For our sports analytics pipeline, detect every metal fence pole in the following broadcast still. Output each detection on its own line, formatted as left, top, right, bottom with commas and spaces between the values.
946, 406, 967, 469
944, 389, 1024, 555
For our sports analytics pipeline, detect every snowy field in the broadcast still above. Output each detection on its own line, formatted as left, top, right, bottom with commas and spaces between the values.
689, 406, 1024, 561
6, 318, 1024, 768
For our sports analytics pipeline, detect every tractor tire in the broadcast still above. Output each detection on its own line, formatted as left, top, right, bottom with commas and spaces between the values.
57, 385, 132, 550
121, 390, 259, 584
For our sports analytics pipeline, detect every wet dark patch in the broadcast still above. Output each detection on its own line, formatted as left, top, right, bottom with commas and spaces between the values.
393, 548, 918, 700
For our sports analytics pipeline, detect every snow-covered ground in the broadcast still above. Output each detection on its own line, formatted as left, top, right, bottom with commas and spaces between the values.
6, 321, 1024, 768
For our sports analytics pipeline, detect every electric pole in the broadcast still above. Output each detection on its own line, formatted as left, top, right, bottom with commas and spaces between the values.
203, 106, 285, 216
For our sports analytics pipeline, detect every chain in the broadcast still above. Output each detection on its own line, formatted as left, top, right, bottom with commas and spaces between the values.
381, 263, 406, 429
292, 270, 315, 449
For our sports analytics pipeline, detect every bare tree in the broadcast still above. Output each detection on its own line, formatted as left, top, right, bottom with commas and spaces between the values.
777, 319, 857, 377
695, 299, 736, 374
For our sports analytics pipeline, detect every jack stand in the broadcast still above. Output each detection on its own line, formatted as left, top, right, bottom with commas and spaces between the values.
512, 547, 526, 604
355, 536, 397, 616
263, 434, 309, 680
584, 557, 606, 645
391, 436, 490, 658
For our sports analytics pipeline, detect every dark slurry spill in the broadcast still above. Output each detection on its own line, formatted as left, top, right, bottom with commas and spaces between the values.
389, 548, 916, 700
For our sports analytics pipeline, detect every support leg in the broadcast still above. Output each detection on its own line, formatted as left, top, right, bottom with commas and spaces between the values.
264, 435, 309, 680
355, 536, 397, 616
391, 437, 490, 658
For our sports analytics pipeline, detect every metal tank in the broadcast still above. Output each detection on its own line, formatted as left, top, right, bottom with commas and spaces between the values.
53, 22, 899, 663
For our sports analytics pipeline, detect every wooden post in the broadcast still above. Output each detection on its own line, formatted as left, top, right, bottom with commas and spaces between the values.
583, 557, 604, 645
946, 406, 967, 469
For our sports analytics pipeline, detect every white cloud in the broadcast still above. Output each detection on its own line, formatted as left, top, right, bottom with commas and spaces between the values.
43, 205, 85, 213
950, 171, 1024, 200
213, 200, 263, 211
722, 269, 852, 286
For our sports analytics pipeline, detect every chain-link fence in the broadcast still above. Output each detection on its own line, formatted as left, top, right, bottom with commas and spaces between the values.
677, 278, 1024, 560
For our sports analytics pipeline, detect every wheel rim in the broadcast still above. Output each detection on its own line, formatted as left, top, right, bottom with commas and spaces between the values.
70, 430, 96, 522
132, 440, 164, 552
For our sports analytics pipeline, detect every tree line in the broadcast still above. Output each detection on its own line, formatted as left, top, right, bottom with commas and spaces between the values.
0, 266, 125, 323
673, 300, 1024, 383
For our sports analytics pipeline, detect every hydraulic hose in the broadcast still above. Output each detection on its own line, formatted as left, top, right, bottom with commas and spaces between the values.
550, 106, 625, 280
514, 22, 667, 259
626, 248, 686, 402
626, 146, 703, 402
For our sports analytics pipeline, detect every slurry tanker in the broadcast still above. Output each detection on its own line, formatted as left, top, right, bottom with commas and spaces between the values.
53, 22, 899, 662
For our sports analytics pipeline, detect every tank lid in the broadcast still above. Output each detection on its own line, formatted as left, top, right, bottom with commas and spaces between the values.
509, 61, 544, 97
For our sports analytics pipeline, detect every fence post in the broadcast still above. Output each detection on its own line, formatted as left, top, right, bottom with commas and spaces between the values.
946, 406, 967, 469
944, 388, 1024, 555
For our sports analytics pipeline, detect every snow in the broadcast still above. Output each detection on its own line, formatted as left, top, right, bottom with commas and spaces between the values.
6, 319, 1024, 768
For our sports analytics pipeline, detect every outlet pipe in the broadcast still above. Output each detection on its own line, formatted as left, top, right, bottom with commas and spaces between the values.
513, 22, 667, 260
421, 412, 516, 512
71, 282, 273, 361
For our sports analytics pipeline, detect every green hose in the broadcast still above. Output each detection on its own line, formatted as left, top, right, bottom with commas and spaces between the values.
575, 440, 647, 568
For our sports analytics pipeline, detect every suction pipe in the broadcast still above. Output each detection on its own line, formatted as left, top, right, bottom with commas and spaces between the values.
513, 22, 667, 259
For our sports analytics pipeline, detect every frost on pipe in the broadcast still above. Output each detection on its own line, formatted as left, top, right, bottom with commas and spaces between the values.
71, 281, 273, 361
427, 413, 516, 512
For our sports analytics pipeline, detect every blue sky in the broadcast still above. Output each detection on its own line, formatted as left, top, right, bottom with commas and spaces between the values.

—————

WHAT IS BEING ASKED — Recast everything from the start of the records above down to the line containing "6, 318, 1024, 768" as a JSON list of strings, with one string for each line and blank lines left out.

RESULT BELOW —
[
  "For our sports analytics pipeline, detect every metal fence pole in the following broadcast still. Output each detection on its own line, formatted as left, top, right, bottom with commas and spaces between the values.",
  "946, 406, 967, 469",
  "944, 389, 1024, 555",
  "For our sports analytics pipeline, detect every snowy field in the broadcast still above. Output each detection on its own line, formatted as left, top, right, bottom with commas and spaces between the values.",
  "689, 406, 1024, 561",
  "6, 318, 1024, 768"
]